§ MATERIAL SUPPLIED:
..............................

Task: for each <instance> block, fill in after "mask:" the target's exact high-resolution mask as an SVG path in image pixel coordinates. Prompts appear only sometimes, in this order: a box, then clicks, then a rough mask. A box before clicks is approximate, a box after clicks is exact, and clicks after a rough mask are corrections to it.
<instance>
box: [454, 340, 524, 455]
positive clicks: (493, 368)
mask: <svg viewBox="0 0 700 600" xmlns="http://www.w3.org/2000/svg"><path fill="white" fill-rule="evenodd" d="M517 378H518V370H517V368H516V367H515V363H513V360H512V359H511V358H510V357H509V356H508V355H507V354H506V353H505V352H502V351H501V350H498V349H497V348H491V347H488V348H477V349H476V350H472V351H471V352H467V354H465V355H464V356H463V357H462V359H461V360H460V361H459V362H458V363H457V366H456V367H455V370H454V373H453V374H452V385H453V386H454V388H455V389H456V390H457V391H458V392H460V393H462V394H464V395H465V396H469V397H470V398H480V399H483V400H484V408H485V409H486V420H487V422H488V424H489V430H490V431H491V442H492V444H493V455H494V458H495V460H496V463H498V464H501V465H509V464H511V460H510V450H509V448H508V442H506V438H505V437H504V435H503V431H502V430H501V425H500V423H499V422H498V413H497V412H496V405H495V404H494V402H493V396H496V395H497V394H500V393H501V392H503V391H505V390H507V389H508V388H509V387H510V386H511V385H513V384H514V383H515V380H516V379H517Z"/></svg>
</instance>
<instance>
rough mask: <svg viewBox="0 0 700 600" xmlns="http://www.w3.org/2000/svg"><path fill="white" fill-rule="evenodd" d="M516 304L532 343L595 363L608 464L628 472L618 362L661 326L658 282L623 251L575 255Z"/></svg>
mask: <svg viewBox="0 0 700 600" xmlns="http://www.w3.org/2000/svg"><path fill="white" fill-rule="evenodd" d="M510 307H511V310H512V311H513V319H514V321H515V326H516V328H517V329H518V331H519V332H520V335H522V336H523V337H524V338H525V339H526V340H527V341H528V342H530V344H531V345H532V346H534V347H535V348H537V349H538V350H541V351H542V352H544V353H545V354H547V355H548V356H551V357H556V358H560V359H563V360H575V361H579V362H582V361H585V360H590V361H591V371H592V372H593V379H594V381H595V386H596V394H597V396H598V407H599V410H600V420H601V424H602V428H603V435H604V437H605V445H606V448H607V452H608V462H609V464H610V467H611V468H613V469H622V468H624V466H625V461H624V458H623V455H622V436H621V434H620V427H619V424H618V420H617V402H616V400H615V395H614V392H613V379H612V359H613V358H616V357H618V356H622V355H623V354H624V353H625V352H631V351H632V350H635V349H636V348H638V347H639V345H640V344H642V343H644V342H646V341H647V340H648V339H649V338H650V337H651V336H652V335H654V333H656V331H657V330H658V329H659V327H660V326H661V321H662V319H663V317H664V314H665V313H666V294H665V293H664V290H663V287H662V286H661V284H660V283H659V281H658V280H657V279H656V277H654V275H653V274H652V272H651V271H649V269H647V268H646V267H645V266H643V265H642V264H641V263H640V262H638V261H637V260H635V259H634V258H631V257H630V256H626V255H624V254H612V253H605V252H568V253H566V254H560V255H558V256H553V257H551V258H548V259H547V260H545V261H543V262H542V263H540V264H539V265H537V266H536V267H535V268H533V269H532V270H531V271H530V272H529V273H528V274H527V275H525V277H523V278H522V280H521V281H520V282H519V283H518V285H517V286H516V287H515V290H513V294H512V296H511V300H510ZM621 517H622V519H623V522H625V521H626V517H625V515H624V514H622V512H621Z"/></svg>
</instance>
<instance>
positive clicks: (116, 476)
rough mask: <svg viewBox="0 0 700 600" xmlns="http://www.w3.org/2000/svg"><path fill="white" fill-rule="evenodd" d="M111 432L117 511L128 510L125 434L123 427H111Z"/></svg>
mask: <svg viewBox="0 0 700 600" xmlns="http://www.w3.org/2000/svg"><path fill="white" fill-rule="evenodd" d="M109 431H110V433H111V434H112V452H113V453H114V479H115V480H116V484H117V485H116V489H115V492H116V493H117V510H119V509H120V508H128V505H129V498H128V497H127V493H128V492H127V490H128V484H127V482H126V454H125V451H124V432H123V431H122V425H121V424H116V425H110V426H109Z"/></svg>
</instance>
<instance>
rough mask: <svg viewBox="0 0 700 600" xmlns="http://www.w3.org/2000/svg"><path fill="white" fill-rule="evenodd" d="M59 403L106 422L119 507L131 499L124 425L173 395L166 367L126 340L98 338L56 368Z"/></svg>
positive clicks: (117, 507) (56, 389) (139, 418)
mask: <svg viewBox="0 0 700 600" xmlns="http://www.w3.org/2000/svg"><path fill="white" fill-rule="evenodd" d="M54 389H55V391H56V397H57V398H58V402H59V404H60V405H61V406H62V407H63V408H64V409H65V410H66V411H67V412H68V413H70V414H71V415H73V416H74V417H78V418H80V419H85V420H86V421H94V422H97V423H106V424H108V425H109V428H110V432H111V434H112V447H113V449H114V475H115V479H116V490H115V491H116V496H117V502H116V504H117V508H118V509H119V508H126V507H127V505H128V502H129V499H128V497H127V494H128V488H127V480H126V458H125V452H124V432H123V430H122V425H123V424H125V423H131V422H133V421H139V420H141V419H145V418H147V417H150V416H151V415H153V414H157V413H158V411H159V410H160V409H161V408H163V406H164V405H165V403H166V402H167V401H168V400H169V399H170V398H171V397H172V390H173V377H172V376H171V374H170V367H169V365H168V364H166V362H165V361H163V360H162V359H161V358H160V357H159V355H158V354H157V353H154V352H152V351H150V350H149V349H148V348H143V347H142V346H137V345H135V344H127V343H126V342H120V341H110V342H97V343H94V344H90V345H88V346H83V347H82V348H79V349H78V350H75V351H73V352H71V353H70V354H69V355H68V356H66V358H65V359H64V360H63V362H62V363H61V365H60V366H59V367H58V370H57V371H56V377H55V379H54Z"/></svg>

..............................

§ ABOUT THIS TASK: Update the items from the start of the records through the line that contains "positive clicks: (493, 368)", changing "clicks" to "points" and leaving everything else unchanged.

§ EXPECTED ANSWER:
Task: for each <instance> block, fill in after "mask:" the target's exact high-resolution mask as an SVG path in image pixel coordinates. Prompts appear only sometimes, in this order: a box, then points, then a rough mask. A box before points is approximate, a box after points is exact, and points after a rough mask are corrections to it.
<instance>
box: [454, 340, 524, 455]
positive points: (493, 368)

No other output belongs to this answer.